## Exercise directions
Write out the lines from the line containing "Where can the limestone" through the final line of the listing below, exactly, omitting every other line.

## Dataset excerpts
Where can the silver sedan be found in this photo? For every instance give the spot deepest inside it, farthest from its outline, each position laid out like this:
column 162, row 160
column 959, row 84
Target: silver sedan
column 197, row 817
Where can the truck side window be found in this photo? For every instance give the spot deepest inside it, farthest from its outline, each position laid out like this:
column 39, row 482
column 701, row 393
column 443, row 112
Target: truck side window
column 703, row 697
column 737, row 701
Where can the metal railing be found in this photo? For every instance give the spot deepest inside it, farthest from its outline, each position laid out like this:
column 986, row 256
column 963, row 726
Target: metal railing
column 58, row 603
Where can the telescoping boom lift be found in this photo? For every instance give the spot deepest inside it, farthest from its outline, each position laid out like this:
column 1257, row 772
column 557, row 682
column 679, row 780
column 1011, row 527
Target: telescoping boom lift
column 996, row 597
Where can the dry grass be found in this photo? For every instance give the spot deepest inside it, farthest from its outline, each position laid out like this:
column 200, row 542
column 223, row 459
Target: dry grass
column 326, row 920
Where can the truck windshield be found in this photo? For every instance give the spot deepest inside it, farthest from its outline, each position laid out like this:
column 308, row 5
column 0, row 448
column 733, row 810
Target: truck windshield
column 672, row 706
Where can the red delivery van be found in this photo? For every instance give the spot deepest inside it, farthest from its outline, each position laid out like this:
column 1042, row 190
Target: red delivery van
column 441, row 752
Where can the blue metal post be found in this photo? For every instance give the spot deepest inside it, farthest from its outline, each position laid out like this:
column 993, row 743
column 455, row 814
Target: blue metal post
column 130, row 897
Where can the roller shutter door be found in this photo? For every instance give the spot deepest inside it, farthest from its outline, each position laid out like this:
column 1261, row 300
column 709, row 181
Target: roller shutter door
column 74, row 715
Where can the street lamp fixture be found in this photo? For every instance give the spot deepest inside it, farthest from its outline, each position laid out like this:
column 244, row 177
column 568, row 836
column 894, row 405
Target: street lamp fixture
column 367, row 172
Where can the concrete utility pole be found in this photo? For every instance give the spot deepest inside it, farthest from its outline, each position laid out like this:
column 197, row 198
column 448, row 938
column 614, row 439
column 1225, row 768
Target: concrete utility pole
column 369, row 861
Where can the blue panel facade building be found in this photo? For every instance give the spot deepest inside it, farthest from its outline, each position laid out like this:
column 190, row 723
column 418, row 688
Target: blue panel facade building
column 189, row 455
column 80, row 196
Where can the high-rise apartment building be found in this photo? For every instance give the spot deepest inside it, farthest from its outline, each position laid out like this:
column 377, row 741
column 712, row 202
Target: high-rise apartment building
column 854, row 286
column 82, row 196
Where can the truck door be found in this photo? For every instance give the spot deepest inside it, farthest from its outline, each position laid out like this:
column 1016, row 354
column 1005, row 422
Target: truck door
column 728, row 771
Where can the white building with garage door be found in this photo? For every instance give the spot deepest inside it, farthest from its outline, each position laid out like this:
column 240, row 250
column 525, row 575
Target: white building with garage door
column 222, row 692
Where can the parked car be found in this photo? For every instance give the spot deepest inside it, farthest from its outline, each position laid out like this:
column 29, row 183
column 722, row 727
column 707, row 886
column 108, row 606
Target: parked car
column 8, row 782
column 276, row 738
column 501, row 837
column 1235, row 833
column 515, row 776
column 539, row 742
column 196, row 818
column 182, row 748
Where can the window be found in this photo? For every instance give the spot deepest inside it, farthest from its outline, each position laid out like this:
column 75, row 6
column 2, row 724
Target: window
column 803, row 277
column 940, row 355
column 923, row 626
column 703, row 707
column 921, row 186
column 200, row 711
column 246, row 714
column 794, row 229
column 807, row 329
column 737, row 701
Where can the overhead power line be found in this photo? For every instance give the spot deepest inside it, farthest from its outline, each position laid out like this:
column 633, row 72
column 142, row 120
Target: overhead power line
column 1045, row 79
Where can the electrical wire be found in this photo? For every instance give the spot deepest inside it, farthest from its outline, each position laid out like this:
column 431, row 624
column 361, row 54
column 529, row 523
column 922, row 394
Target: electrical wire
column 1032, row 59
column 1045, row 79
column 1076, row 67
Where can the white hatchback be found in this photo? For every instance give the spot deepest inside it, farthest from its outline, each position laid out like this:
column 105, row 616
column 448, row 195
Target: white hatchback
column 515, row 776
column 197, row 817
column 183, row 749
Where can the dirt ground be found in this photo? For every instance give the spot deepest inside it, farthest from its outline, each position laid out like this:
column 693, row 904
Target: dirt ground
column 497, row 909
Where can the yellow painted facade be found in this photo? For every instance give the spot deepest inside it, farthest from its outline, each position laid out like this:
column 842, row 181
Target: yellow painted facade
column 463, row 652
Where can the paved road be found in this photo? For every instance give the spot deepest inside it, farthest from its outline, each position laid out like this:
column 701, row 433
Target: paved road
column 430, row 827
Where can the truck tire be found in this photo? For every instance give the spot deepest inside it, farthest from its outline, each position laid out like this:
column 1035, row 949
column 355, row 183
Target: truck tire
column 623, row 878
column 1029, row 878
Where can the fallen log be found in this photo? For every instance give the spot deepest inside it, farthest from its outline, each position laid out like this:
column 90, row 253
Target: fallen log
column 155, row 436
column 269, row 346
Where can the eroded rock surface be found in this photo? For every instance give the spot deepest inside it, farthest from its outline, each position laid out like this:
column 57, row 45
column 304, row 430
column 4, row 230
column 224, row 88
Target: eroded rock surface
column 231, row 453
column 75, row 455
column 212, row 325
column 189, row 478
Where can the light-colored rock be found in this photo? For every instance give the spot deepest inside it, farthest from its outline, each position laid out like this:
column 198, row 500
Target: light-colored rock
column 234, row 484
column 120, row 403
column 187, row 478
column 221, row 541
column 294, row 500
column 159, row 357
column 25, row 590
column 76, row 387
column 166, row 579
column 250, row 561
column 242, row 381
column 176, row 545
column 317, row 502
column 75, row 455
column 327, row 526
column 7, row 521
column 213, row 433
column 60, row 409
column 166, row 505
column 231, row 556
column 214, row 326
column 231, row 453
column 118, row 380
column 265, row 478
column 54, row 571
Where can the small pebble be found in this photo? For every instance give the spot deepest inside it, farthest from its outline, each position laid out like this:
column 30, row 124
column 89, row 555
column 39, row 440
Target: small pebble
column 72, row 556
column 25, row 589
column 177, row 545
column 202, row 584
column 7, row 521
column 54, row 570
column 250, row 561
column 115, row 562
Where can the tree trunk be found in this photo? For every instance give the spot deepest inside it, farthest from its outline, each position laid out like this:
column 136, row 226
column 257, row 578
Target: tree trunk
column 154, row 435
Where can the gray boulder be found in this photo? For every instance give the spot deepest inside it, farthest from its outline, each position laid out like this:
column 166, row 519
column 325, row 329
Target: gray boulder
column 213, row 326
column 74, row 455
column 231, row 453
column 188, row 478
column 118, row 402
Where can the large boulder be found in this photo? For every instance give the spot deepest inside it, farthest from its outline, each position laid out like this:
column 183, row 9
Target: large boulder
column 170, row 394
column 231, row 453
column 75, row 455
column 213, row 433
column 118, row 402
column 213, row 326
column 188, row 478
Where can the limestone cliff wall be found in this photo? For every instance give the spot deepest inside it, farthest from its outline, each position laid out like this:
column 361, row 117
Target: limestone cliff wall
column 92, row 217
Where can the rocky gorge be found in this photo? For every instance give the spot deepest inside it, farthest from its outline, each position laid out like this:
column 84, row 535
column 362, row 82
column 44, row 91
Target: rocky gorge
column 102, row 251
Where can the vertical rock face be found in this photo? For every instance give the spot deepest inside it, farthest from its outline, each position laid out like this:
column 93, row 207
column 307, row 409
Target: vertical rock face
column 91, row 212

## Correct answer
Where can the limestone cliff wall be found in this photo? For every instance give the spot deepest inside it, farthest from its outline, each position laid out like this:
column 361, row 117
Target: limestone cliff wall
column 92, row 217
Where can the rocky gorge be found in this photo? For every instance give the spot deepest inside it, farthest from its outline, each position laid out like this:
column 84, row 535
column 362, row 82
column 44, row 91
Target: rocky gorge
column 102, row 251
Where can the vertical rock face be found in this photo? For every instance give the spot deepest inside it, farthest from its outline, each position laid out like this:
column 93, row 207
column 307, row 409
Target: vertical rock face
column 91, row 212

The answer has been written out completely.